▸ **Instructions to follow**
Having found the line that contains "Need: for every instance of the chair", please retype only it and every line after it up to the end of the entries, exactly as written.

(Items from a data source)

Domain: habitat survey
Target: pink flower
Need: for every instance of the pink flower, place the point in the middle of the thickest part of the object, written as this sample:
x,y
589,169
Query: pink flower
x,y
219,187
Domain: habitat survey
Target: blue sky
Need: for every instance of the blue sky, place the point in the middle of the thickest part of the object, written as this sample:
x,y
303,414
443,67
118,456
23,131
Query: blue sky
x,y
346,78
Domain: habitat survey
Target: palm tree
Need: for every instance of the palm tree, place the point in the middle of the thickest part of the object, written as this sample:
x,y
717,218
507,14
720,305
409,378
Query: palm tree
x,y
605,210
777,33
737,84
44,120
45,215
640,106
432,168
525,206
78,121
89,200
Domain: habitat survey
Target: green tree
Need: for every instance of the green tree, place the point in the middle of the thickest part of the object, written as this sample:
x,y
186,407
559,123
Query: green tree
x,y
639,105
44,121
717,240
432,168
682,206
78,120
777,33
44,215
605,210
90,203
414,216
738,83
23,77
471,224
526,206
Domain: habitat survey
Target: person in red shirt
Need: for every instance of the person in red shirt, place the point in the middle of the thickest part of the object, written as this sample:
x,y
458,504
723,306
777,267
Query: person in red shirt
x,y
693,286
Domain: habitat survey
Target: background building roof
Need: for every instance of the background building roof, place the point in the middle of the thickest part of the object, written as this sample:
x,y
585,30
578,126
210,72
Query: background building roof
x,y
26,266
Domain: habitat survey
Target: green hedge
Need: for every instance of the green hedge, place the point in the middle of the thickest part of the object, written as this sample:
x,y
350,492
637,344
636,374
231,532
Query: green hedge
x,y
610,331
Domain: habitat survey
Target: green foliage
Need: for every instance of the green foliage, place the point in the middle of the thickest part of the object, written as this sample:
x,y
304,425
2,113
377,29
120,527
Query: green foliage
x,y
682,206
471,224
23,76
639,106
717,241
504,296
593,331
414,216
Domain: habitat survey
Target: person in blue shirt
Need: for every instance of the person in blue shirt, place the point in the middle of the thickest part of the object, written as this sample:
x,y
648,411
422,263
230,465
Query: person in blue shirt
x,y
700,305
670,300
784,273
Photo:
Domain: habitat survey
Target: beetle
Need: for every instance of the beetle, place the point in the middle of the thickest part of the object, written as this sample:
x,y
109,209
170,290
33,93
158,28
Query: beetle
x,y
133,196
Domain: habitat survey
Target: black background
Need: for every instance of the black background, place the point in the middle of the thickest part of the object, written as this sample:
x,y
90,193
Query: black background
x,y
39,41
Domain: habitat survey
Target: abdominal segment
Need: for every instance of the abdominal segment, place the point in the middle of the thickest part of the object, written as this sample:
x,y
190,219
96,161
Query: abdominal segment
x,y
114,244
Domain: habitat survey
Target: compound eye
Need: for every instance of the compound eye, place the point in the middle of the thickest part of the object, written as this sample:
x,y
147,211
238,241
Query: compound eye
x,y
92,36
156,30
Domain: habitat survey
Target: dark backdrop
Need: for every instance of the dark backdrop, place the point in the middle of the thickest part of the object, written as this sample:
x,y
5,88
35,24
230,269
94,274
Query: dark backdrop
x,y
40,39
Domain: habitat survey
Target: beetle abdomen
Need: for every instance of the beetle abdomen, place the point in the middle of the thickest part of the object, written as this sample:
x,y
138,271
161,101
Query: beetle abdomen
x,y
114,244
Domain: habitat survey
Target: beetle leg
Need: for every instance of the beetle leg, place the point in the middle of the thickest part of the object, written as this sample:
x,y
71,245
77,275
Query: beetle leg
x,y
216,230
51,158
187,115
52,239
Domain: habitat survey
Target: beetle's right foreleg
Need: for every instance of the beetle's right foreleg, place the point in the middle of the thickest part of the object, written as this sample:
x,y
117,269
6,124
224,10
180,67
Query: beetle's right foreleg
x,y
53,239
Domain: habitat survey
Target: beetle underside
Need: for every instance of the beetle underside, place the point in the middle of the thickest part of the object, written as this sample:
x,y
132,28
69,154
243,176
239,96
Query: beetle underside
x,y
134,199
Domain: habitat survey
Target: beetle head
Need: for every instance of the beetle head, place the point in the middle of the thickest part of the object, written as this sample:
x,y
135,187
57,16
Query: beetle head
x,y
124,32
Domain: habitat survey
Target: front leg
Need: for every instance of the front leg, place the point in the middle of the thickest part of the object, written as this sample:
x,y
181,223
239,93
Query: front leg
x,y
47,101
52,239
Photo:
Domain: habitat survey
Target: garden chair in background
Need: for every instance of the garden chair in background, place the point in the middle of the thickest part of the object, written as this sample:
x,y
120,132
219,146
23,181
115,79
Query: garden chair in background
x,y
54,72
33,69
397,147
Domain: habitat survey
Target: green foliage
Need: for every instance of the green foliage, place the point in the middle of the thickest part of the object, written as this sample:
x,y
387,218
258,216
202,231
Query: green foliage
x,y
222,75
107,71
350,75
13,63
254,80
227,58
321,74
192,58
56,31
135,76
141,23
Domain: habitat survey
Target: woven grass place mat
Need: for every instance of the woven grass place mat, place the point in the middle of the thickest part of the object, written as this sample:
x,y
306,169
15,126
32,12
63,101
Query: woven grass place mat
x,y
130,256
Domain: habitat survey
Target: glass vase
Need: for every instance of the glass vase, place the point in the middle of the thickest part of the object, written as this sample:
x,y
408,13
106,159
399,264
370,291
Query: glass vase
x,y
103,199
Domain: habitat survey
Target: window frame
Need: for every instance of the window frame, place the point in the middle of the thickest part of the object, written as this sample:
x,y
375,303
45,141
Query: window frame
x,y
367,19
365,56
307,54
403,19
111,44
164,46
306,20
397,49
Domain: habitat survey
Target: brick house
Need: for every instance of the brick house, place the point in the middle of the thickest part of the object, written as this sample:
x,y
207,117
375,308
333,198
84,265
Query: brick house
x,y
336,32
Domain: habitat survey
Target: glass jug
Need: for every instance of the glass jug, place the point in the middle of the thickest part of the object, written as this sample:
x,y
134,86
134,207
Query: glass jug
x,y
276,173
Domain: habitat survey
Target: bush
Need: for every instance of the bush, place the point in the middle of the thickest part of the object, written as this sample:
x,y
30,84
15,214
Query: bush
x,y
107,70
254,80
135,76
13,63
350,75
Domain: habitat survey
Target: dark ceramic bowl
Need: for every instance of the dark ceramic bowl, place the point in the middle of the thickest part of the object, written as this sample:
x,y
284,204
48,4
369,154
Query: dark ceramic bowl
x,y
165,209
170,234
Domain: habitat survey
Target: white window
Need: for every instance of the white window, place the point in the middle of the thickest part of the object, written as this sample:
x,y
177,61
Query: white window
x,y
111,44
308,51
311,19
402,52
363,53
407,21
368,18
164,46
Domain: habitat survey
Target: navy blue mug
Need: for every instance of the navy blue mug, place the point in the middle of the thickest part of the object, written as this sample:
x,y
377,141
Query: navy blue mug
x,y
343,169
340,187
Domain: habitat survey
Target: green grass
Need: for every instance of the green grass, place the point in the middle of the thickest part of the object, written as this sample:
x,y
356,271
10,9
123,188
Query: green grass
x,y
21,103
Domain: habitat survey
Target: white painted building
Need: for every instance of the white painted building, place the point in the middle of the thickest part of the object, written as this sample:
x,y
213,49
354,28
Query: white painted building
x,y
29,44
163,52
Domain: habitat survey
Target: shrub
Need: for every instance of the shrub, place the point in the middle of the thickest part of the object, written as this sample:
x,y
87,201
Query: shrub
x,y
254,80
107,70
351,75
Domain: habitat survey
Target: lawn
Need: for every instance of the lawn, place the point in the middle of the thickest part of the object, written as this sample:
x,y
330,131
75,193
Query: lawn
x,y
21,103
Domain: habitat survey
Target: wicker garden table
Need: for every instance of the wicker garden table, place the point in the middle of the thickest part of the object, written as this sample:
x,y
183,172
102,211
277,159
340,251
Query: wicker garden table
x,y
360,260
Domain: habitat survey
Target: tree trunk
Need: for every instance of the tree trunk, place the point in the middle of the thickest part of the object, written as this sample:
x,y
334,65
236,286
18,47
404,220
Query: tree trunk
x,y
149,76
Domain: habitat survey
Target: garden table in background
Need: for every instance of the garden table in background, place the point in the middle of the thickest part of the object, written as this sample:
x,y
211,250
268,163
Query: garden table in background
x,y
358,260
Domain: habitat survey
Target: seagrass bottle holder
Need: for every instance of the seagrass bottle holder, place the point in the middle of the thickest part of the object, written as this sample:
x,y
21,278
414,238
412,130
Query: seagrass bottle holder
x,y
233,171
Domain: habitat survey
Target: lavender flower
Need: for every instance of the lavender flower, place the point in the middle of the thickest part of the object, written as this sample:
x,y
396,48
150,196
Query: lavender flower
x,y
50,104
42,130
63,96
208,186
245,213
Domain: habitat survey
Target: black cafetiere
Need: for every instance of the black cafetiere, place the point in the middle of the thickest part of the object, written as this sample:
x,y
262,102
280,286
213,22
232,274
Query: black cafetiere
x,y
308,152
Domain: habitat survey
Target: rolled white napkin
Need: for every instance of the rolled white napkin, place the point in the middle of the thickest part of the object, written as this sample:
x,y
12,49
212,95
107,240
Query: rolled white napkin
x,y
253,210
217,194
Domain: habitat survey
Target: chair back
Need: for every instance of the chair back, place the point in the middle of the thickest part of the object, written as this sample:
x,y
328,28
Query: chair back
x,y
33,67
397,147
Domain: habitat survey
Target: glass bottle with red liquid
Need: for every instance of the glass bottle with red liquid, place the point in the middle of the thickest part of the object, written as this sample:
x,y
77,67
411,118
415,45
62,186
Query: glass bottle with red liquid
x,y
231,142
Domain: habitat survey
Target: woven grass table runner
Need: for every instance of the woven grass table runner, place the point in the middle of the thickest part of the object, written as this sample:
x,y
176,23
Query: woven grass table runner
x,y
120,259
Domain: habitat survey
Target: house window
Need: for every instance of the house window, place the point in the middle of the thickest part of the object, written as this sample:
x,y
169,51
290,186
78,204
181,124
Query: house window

▸ **Result of the task**
Need: for every instance of the chair back, place the point in the middle of the thickest part of the object, written as this sample:
x,y
328,28
Query: chair back
x,y
33,67
397,147
Domain: habitat survey
Target: glass bottle with red liquid
Need: for every instance of the glass bottle with red liquid, place the point in the middle of the thickest part of the object, written as this sample:
x,y
77,67
411,118
415,45
62,186
Query: glass bottle with red liquid
x,y
231,142
Domain: habitat survey
Target: woven grass table runner
Need: for every instance of the woven grass table runner, place the point in the middle of the thickest part of the object, written as this sample:
x,y
176,23
Query: woven grass table runner
x,y
120,259
Domain: habitat survey
Target: house window
Need: for every instance of the house window, place the point in the middle of the thickest part of the object, written as this sample:
x,y
169,51
290,186
78,204
181,124
Query: house window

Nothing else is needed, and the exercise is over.